## Work to be completed
Give the stretch from the line containing "1446, row 70." through the line containing "column 213, row 587" as a two-column CSV with the headers input and output. Use one row for each text and its answer, and put each in a single quoted field with line breaks replaced by spaces.

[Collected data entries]
• • • • • • •
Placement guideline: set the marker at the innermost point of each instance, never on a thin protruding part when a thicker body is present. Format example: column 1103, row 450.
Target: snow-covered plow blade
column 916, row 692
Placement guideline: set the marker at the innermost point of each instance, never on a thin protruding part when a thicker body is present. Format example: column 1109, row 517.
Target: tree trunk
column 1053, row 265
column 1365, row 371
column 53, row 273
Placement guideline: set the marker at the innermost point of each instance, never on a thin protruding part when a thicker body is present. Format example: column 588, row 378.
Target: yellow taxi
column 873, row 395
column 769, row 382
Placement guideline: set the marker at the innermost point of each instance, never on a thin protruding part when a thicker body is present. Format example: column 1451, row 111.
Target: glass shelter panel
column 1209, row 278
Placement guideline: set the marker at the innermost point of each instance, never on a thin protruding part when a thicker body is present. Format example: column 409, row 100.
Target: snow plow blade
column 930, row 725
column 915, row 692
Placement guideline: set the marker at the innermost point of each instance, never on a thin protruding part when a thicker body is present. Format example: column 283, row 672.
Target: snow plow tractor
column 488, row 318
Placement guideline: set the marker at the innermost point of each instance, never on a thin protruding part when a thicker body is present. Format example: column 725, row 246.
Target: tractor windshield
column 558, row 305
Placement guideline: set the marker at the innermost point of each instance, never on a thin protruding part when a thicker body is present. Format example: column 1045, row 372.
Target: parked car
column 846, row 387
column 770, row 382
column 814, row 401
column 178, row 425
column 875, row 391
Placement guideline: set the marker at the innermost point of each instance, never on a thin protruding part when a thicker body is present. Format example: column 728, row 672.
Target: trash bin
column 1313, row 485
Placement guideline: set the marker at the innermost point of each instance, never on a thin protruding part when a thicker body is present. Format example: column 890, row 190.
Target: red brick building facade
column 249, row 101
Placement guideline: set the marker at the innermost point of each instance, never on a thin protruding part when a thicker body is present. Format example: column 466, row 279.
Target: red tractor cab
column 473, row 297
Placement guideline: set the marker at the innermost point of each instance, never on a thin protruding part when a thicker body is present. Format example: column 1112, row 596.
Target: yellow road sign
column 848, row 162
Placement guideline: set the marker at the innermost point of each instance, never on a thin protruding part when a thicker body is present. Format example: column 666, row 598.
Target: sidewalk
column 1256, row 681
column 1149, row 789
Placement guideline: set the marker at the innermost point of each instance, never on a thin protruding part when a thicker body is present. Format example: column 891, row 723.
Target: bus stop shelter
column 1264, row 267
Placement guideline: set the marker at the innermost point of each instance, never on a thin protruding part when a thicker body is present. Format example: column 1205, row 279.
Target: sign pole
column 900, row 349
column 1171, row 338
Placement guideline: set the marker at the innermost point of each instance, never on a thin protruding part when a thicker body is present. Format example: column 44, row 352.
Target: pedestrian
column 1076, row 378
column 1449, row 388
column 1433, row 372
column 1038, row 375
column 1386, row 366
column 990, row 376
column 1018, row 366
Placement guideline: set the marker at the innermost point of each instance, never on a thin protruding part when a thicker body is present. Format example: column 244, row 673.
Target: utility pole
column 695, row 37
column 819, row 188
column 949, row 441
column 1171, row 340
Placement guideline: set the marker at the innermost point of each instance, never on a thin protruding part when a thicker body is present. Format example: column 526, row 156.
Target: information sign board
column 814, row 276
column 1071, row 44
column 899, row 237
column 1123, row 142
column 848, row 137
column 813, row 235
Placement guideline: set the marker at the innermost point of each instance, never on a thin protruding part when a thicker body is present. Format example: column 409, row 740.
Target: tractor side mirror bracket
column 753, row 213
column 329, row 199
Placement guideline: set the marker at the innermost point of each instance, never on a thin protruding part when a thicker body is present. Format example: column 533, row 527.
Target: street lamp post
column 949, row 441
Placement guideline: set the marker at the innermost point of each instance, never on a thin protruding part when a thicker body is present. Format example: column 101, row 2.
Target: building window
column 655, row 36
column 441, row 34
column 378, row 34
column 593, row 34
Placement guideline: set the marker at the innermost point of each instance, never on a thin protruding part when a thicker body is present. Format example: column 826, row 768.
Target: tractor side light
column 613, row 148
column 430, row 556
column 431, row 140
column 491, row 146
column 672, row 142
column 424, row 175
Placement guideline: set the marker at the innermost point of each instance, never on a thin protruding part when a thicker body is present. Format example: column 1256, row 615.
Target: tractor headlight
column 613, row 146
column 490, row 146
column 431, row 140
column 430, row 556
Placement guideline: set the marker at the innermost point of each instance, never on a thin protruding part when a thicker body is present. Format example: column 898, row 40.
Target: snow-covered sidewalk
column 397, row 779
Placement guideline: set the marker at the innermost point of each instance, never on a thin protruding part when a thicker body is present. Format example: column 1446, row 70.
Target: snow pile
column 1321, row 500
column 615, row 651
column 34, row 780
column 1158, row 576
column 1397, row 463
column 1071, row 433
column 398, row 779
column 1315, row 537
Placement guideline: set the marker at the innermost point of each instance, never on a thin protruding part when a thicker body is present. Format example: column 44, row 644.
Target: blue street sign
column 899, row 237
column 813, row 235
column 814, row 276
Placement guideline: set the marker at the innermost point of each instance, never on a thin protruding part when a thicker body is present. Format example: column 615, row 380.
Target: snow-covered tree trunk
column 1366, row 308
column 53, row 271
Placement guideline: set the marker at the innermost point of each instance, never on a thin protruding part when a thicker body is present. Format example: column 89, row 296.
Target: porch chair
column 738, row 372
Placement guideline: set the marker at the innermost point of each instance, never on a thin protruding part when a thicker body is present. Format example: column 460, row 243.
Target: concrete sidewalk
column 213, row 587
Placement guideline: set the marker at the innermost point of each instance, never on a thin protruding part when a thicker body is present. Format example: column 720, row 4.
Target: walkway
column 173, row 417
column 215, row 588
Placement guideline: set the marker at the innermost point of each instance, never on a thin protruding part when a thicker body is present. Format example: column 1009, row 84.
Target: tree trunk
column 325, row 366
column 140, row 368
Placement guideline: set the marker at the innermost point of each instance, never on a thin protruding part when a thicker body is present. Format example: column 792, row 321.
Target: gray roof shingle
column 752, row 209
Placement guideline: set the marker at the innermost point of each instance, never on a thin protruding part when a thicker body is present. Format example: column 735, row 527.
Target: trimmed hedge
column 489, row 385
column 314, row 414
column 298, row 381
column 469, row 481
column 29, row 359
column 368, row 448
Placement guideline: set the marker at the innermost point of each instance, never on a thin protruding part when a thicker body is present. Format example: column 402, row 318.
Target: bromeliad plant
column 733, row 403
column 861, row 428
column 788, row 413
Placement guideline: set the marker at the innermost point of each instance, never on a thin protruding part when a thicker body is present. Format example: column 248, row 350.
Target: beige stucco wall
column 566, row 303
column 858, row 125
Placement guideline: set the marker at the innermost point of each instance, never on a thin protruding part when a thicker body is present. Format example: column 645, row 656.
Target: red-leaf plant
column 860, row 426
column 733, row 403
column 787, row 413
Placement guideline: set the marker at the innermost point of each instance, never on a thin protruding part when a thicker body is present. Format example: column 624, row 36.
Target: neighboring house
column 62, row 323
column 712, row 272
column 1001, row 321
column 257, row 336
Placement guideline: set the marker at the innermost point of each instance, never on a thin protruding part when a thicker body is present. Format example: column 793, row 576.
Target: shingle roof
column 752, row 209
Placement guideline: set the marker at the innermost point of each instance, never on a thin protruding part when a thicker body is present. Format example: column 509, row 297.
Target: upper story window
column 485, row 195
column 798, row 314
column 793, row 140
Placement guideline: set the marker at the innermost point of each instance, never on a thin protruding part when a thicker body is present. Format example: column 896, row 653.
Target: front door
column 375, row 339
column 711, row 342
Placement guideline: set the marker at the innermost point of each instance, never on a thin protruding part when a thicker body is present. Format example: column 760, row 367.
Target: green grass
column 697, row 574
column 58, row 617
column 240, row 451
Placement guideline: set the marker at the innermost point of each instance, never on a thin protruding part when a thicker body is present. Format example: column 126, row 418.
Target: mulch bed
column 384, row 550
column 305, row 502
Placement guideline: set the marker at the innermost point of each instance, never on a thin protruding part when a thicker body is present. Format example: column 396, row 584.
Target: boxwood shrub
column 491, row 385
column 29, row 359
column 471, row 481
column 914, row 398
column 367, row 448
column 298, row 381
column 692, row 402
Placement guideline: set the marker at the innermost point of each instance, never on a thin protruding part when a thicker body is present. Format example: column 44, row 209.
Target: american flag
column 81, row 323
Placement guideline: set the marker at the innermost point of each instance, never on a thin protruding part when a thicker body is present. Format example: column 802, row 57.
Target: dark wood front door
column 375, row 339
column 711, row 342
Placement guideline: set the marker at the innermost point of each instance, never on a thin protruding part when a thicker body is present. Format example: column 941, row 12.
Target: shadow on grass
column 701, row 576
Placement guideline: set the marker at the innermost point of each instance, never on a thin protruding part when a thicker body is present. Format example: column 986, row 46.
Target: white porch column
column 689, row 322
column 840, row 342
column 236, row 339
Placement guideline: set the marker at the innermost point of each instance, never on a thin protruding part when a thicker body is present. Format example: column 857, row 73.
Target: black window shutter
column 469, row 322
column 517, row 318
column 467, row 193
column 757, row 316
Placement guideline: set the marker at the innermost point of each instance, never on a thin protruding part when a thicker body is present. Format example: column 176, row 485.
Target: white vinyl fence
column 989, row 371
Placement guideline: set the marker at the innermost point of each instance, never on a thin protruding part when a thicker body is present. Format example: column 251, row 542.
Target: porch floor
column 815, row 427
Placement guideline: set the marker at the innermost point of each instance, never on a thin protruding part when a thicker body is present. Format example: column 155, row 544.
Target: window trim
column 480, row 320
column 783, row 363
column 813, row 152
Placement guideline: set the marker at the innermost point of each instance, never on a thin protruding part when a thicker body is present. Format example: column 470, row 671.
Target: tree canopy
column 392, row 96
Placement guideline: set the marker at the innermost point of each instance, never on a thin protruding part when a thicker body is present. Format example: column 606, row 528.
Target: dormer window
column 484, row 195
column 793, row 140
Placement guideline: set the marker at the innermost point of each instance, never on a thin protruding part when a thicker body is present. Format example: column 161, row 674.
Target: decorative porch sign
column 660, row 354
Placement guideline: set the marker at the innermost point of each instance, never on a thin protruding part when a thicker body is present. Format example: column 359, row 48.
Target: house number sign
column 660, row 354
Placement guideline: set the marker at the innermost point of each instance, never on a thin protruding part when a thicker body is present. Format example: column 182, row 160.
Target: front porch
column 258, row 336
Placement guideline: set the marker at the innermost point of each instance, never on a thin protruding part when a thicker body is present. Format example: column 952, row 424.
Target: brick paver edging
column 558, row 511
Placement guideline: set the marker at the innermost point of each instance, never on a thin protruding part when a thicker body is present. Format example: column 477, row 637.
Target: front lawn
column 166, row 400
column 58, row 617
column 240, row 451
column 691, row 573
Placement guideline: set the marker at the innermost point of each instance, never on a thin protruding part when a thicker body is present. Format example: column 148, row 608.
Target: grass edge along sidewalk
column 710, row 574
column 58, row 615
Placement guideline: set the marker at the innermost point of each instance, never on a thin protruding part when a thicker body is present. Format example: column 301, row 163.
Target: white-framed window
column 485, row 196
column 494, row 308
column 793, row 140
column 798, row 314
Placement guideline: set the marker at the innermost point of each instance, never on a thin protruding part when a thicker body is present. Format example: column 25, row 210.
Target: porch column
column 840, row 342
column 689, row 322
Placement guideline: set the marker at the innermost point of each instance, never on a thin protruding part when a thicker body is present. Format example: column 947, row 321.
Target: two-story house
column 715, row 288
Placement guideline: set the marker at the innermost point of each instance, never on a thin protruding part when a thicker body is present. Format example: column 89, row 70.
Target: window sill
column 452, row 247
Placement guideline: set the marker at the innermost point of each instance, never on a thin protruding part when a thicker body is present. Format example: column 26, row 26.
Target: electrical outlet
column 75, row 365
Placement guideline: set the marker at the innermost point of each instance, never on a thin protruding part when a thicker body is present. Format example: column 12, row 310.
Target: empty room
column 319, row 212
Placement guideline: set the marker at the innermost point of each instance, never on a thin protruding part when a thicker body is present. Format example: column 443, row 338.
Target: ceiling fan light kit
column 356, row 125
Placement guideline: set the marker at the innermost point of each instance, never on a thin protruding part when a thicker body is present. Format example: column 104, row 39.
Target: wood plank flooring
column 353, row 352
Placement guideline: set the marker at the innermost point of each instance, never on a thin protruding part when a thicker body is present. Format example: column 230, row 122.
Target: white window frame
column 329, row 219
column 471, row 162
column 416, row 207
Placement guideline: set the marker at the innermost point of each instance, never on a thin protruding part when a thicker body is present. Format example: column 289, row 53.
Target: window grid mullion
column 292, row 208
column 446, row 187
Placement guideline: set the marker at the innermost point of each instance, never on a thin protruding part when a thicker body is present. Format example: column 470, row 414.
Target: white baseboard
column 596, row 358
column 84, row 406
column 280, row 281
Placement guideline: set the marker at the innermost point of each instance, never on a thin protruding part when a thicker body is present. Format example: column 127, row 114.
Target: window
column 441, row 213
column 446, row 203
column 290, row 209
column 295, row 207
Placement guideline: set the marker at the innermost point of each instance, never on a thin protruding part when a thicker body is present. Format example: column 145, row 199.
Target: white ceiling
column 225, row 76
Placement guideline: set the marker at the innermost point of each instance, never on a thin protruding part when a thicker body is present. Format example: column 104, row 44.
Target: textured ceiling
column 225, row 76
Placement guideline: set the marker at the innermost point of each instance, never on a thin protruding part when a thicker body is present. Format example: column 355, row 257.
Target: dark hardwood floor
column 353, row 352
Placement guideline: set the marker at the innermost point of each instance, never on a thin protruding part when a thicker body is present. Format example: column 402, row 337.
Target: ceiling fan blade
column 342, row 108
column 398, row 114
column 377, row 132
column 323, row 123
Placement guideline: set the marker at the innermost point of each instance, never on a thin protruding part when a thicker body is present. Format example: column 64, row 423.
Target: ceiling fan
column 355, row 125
• • • • • • •
## Result of the exercise
input,output
"Placement guideline: set the marker at the innermost point of each instance, never on a thin protruding part when a thicker body is present. Format example: column 1446, row 70. Target: snow pile","column 1321, row 500 column 615, row 651 column 34, row 780 column 1158, row 576 column 1397, row 463 column 1071, row 433 column 398, row 779 column 1315, row 537"
"Placement guideline: set the marker at the innermost point of each instance, never on a thin protruding part when a thicker body is present. Format example: column 44, row 644. Target: blue street sign","column 899, row 237 column 813, row 235 column 814, row 276"
"Placement guideline: set the marker at the innermost point of each instance, never on a thin protruding part when a thicker body is present. Format example: column 615, row 380. Target: snow-covered tree trunk","column 1366, row 308 column 53, row 271"
"Placement guideline: set the marker at the innermost point of each instance, never on a thin protruding part when a thicker body is present. Format example: column 89, row 296. Target: porch chair","column 738, row 372"
"Placement guideline: set the marker at the innermost point of each instance, never on a thin protruding part when a thicker body is present. Format example: column 460, row 243. Target: concrete sidewalk","column 213, row 587"